» EXERCISE:
Copy the data below line for line without any changes, starting at the line that contains "Look at the photo and identify every instance of man with" and stopping after the line that contains "[222,218,384,230]".

* * *

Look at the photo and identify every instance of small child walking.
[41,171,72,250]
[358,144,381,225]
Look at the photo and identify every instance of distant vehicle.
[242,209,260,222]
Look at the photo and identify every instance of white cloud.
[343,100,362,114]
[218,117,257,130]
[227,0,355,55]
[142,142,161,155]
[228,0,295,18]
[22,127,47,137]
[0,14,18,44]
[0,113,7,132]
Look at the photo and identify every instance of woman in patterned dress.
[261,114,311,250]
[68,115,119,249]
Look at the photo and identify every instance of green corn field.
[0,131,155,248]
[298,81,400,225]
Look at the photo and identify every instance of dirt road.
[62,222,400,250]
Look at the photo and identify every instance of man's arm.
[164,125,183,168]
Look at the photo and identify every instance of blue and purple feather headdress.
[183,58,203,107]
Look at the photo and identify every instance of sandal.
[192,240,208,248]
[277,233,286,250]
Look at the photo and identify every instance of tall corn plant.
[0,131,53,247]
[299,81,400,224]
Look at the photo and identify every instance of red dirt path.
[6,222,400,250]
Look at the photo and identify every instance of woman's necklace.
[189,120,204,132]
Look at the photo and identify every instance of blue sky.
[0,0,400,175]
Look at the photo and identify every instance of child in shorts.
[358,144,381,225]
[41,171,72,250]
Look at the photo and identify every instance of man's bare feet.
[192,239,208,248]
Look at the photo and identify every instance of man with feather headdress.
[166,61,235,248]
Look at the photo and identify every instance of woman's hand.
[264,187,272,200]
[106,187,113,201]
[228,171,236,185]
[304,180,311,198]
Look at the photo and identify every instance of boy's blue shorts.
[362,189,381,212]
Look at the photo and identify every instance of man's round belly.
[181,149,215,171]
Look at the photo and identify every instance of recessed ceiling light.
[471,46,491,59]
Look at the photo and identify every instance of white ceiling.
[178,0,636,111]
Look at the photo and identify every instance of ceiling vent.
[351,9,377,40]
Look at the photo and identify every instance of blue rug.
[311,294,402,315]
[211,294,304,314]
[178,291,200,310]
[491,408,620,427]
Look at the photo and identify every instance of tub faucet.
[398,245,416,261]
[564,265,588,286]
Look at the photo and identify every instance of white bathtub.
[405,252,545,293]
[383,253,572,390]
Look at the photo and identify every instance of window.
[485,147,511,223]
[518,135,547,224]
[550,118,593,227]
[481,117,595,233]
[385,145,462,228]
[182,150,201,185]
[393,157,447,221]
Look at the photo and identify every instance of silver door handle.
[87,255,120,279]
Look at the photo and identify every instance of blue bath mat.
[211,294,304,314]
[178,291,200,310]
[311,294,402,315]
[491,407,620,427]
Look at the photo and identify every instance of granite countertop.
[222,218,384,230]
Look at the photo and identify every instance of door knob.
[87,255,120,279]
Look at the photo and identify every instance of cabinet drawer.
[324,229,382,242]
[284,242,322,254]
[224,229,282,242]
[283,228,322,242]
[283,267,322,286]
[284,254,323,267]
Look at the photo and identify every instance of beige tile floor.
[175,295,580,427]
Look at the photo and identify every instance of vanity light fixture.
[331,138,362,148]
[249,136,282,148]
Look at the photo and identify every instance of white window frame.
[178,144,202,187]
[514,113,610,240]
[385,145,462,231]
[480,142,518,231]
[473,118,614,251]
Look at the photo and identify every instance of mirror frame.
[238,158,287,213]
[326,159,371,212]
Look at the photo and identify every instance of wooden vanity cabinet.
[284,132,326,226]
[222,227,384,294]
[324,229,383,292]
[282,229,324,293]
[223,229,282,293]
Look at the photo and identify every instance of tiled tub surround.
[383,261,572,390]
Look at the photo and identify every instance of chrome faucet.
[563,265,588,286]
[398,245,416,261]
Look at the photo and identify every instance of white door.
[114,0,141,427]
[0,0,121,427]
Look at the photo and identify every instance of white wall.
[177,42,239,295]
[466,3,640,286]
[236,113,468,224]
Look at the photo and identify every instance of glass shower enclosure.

* * *

» RESPONSE TO THE TASK:
Look at the photo and identify every instance of man with feather headdress.
[166,61,235,248]
Look at the photo and identify every instance of woman's hand.
[264,187,272,200]
[106,187,113,201]
[228,171,236,185]
[304,180,311,198]
Look at the photo and identify every instance of boy's blue shorts.
[362,189,381,212]
Look at the photo and identify every instance of man's round belly.
[181,149,215,171]
Look at the photo and identify every instance of recessed ceiling light.
[471,46,491,59]
Look at the photo and identify every instance of white ceiling.
[178,0,636,111]
Look at the photo and identify every instance of ceiling vent.
[351,9,377,40]
Look at the photo and identify every instance of blue rug.
[311,294,402,315]
[211,294,304,314]
[178,291,200,310]
[491,408,620,427]
Look at the photo and identify every instance of tub faucet.
[398,245,416,261]
[564,265,588,286]
Look at the photo and identify every instance of white bathtub.
[405,252,545,293]
[383,253,572,390]
Look at the photo and identify every instance of window.
[485,147,511,223]
[518,135,547,224]
[550,118,593,227]
[481,117,595,233]
[385,145,462,228]
[182,150,201,185]
[393,157,447,221]
Look at the photo and identify every instance of silver door handle.
[87,255,120,279]
Look at the photo and identify every instance of blue bath mat.
[211,294,304,314]
[178,291,200,310]
[311,294,402,315]
[491,407,620,427]
Look at the photo and identify every instance of granite countertop.
[222,218,384,230]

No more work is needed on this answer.